What is asked: In the records below, copy out everything from the line containing "of the bokeh" down to the line containing "Phrase: bokeh background". Put "blurred background" in place of "bokeh background" and change nothing else.

════

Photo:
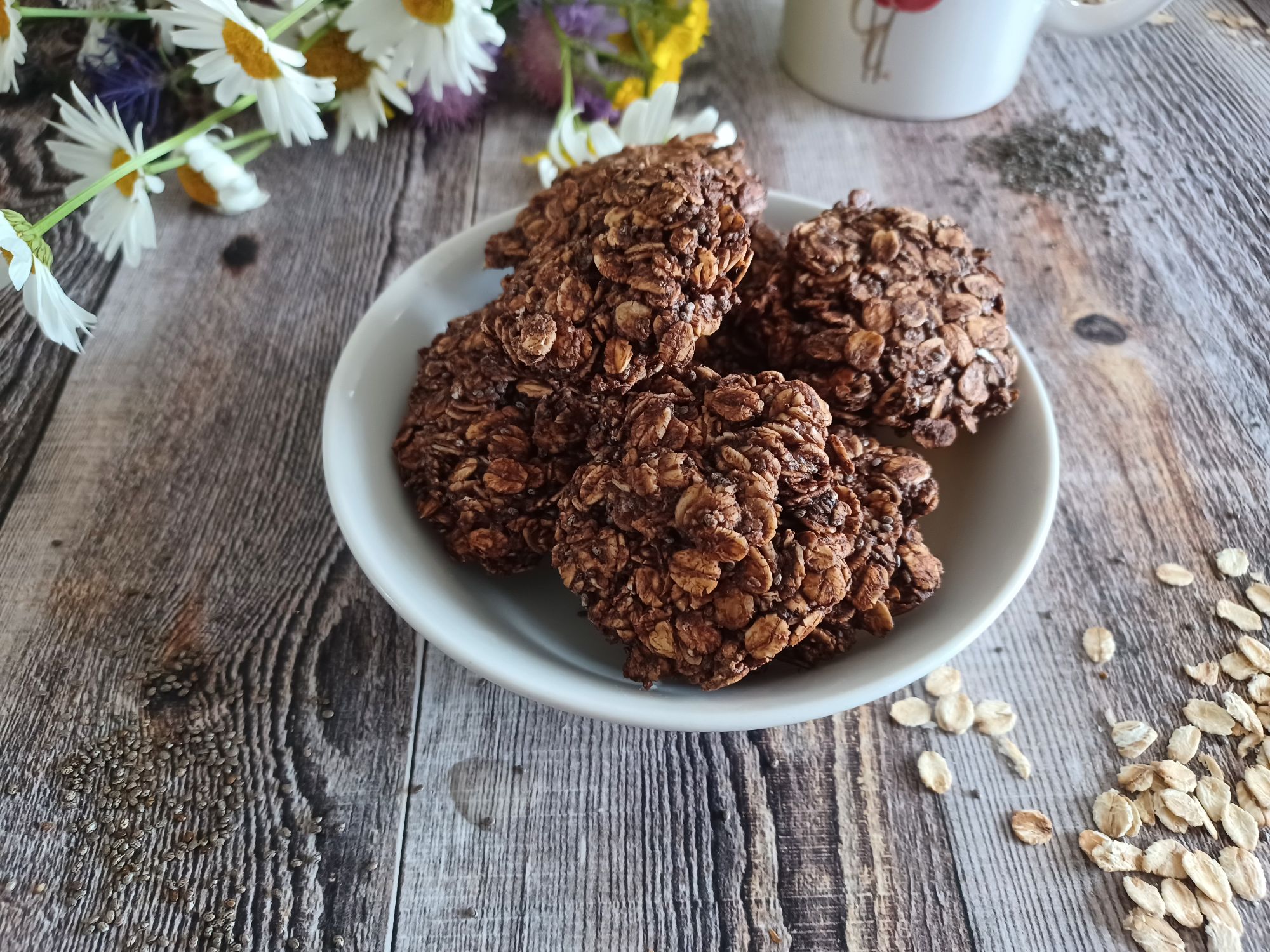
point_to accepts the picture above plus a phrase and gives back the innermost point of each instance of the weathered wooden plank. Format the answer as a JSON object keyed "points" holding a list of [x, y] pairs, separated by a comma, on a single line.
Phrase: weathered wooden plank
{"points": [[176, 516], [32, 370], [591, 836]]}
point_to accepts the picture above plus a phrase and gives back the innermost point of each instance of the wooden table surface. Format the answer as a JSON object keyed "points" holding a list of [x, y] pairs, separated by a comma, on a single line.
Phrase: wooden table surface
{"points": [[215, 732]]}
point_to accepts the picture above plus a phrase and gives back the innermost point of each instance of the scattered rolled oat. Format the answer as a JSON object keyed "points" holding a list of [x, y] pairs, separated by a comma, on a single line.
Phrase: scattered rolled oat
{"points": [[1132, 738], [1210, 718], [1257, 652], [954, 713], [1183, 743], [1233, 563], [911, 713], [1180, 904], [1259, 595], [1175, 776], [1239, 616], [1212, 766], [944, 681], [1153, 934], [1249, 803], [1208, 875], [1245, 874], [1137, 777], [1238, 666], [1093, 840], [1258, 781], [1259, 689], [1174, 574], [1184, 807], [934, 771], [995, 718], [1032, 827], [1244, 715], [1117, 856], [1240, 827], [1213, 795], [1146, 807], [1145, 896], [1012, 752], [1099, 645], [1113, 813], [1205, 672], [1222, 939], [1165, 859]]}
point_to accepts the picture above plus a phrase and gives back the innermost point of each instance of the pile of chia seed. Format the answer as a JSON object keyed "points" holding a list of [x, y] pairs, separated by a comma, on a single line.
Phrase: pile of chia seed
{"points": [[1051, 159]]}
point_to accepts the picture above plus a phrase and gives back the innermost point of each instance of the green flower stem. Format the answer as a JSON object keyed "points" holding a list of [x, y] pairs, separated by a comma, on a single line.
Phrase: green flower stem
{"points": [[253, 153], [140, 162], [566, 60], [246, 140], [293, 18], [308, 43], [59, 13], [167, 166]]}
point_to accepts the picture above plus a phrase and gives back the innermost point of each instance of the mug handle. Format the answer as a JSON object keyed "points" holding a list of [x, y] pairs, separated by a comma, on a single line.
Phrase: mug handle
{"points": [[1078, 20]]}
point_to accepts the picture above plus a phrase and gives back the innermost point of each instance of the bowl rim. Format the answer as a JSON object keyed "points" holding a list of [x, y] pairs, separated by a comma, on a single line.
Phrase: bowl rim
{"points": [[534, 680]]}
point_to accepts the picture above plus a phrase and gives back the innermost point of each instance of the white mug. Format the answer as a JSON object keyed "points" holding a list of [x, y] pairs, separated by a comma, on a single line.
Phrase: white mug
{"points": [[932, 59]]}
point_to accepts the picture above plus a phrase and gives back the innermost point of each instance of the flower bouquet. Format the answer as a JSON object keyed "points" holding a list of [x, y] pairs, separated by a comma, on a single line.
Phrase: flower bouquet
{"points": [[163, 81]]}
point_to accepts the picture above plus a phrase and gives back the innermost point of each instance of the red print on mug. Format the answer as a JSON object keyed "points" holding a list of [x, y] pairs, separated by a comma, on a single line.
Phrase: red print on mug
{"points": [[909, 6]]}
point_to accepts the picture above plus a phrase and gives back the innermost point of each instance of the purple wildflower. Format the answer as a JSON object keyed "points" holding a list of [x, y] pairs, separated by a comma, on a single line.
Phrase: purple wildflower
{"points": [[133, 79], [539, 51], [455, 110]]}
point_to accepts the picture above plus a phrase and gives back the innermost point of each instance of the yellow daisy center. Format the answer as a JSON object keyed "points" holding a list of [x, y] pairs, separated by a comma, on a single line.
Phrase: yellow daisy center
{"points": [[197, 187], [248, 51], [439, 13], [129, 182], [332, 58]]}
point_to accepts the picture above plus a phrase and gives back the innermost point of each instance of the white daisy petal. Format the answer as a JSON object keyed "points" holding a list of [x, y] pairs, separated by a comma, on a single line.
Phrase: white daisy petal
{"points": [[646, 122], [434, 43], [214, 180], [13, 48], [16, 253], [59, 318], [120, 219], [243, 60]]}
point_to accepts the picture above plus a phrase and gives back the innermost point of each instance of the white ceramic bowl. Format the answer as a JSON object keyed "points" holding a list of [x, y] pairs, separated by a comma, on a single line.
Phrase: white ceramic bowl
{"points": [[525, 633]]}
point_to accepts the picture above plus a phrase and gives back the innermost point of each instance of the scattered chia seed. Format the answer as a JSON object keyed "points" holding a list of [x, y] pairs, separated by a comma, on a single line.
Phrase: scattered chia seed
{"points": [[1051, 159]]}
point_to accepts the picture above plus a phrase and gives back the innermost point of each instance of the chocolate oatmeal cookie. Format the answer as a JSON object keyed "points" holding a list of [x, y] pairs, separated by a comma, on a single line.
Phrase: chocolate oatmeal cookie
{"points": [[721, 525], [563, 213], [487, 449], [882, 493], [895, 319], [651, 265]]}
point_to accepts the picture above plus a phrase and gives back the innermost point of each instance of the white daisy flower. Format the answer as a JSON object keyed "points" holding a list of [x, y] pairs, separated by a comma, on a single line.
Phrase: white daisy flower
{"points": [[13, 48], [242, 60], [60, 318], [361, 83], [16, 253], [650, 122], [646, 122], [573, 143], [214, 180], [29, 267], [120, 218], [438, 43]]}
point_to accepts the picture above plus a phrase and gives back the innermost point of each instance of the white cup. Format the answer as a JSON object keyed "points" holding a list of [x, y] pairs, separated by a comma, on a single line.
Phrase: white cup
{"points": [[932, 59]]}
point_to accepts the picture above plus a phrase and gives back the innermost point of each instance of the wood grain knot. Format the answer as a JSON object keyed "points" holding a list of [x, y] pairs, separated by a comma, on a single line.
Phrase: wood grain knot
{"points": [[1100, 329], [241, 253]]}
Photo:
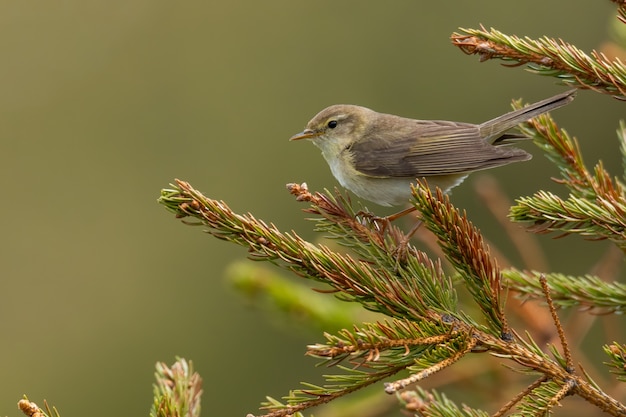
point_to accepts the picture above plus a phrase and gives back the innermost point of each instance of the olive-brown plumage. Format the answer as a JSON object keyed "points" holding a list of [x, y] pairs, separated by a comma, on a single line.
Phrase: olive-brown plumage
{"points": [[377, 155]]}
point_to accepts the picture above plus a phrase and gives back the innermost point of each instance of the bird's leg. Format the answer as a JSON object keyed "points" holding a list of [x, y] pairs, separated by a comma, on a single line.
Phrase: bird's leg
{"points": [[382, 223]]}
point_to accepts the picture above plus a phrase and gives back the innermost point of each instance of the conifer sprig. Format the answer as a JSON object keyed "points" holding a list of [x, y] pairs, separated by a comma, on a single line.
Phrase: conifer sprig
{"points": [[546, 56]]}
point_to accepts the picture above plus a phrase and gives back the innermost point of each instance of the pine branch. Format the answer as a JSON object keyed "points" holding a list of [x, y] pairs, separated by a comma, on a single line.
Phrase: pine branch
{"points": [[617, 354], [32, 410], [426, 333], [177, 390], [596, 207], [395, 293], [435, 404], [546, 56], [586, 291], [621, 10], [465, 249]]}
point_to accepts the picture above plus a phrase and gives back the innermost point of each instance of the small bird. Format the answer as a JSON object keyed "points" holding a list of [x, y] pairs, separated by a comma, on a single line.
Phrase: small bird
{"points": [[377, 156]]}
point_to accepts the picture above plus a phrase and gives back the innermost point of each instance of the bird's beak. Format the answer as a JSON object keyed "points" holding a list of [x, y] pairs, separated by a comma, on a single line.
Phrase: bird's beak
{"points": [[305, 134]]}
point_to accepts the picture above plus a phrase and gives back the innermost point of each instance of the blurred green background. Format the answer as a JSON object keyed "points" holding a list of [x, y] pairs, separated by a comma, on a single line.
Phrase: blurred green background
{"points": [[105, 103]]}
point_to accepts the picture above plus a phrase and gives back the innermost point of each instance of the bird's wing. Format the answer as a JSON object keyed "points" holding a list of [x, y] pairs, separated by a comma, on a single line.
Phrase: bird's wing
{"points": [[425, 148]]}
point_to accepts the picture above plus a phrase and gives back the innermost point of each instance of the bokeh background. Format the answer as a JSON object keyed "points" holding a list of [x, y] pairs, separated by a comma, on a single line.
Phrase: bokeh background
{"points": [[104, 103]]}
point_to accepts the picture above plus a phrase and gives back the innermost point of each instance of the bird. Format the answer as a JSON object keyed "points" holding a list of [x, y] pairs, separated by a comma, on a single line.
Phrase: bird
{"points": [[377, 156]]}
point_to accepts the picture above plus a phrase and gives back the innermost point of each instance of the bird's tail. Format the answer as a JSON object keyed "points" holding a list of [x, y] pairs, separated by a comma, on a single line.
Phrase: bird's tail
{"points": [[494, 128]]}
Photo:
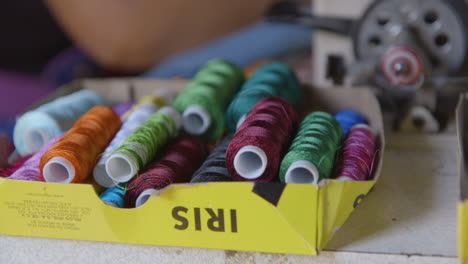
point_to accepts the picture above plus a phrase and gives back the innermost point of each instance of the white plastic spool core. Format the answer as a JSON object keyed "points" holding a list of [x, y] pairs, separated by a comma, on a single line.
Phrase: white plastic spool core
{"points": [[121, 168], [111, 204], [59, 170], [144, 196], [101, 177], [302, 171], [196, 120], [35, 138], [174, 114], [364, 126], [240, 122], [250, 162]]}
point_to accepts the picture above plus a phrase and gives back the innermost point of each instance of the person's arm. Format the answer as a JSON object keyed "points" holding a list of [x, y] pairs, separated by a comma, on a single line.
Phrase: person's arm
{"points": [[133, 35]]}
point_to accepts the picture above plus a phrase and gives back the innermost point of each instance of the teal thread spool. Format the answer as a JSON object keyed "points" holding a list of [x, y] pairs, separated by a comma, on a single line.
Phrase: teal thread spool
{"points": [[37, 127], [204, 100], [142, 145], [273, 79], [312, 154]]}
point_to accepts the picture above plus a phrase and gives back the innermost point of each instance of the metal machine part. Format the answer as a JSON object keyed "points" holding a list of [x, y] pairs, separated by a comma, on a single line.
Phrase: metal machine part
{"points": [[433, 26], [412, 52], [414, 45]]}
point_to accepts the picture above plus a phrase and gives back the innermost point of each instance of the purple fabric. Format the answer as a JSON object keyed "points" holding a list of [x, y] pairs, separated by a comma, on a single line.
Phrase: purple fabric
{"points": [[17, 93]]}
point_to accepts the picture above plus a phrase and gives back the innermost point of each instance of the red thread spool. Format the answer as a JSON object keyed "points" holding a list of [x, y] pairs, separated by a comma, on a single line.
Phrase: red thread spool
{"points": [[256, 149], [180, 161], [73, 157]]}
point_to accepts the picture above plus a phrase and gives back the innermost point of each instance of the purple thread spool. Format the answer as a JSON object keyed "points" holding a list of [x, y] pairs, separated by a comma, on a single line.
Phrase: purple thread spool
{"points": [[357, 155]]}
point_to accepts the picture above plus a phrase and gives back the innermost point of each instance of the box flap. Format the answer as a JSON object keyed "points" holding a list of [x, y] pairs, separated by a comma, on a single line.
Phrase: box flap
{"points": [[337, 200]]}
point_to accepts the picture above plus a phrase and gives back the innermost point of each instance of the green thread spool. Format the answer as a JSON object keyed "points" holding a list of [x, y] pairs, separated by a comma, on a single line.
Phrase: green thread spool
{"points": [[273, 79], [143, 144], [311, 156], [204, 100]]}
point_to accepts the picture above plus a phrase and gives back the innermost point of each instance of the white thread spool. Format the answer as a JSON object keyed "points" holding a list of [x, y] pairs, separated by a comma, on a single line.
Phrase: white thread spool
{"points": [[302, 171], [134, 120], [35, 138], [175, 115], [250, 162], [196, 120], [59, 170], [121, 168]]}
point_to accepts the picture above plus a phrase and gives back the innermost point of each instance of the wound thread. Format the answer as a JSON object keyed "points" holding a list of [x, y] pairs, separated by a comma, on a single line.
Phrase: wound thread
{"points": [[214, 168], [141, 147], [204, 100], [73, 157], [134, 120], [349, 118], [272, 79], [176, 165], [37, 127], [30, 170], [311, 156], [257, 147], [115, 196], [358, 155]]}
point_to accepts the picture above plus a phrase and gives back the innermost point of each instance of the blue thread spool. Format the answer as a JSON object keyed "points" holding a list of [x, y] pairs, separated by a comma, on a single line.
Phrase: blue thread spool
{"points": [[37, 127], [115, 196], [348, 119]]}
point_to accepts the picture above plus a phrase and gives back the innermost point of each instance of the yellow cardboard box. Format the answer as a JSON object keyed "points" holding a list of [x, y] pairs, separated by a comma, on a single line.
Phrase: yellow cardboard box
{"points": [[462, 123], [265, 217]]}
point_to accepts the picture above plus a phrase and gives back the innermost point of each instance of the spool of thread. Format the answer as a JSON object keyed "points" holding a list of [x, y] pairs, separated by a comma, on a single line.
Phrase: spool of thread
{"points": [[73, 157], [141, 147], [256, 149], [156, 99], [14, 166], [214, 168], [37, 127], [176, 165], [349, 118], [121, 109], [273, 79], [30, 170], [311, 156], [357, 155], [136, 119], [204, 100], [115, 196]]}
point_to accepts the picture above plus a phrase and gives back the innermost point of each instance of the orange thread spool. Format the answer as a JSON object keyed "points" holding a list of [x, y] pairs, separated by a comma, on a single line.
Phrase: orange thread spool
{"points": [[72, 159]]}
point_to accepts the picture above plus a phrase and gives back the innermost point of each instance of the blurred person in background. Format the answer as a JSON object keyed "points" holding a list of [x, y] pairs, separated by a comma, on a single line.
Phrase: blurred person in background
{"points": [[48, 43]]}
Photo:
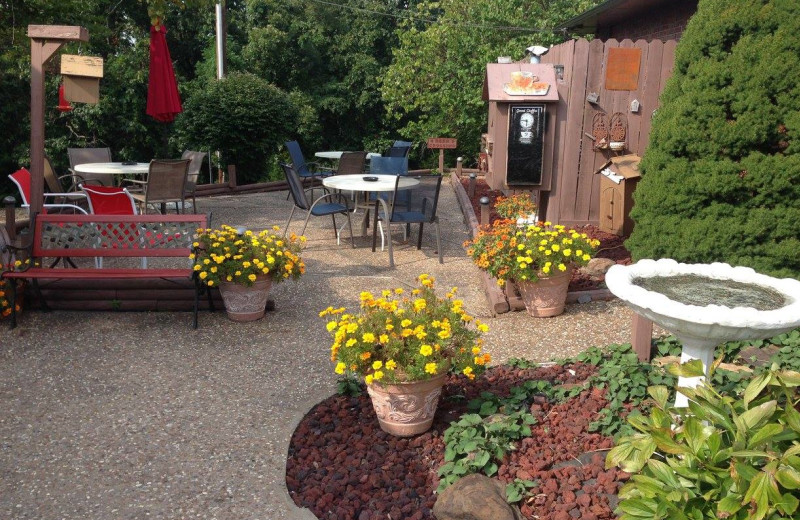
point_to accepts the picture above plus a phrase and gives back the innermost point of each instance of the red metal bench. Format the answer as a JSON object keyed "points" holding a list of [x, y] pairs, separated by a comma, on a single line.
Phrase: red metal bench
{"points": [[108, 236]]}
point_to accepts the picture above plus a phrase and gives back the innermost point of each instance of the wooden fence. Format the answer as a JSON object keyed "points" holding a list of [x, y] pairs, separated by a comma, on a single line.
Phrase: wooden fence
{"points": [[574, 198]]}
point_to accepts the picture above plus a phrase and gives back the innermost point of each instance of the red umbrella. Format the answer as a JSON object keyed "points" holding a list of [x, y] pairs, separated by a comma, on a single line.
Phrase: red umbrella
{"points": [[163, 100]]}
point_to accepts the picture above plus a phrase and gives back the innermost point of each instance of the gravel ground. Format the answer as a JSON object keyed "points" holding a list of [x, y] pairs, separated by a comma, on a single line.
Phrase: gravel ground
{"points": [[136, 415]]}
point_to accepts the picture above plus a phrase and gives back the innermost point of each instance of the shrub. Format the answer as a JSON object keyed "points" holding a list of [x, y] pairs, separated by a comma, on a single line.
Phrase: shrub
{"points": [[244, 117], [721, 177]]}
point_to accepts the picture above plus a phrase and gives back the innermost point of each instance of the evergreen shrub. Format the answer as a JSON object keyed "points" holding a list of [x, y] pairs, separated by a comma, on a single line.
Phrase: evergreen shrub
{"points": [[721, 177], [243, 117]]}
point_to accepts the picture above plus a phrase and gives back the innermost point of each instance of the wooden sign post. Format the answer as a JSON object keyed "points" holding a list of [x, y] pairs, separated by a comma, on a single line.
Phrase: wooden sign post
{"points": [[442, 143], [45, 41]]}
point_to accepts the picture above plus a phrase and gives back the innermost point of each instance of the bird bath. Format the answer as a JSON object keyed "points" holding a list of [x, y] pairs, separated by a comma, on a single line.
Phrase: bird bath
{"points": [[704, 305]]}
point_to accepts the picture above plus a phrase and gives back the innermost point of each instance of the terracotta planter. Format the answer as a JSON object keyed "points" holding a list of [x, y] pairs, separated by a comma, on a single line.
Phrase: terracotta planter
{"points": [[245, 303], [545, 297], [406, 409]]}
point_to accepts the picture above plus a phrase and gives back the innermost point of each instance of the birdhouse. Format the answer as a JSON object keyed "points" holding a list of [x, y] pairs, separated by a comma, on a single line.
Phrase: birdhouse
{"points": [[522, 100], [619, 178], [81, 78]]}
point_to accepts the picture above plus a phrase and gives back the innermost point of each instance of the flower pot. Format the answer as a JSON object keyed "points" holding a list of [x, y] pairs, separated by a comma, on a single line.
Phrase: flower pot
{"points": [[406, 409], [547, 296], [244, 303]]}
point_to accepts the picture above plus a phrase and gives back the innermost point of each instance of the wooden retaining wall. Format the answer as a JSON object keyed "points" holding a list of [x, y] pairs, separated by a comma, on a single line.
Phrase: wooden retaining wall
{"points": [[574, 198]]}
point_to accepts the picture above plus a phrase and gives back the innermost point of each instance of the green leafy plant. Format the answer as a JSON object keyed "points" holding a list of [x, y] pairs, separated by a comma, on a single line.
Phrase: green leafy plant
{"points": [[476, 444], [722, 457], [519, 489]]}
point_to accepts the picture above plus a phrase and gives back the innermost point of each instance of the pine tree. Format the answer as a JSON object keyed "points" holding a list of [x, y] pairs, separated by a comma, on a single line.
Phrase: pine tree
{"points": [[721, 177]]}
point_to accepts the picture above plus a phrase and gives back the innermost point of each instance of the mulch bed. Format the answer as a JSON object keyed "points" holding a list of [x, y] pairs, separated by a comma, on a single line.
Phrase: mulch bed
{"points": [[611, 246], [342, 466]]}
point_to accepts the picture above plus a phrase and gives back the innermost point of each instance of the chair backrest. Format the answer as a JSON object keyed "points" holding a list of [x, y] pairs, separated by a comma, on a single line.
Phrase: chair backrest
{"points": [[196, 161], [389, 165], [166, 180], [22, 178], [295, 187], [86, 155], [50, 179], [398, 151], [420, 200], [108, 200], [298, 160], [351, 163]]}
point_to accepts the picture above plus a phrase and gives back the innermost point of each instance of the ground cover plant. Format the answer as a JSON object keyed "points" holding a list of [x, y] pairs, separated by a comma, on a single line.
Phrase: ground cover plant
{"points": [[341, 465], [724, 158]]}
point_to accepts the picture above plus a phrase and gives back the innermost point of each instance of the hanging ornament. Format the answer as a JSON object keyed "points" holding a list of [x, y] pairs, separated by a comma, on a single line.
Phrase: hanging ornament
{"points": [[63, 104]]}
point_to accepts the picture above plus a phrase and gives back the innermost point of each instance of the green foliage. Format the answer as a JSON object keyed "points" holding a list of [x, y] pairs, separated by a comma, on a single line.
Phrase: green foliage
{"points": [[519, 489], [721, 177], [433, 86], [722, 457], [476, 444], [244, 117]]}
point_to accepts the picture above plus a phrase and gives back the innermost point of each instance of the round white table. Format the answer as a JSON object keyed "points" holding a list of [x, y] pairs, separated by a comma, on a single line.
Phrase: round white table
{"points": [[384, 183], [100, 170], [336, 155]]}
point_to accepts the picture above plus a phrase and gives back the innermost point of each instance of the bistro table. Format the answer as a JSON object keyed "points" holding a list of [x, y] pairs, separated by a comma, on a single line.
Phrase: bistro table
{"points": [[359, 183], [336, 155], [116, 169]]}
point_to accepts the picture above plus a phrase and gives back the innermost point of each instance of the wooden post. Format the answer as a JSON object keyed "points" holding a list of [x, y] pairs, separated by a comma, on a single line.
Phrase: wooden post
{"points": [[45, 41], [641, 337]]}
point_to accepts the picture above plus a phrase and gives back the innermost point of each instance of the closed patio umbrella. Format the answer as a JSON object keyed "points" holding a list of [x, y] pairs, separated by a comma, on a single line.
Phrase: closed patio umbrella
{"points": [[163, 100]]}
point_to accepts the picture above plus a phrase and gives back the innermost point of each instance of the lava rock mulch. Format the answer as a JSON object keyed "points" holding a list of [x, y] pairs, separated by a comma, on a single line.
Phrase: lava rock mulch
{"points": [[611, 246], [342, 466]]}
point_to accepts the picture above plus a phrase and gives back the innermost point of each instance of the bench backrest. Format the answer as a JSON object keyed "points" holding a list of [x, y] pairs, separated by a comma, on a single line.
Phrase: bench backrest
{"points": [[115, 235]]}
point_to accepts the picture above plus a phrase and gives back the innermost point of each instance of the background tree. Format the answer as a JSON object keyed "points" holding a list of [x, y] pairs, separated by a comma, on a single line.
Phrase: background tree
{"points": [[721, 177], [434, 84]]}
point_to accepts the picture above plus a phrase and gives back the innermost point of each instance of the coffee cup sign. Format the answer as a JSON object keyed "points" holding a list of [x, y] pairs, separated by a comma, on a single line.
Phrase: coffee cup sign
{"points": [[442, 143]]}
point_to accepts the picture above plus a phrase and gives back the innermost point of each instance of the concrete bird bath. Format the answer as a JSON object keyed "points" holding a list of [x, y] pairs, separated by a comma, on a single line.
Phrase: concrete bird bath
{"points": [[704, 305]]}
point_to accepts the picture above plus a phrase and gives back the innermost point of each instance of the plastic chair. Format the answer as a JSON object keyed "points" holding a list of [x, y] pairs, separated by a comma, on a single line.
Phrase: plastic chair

════

Response to this task:
point_to accepts the picture above plus a phrase and gives back the innermost point of each instance of the blurred background. Format the answer as a JSON object keyed "points" holding a list of [x, y] pairs, separated by a comma, on a single line.
Phrase: blurred background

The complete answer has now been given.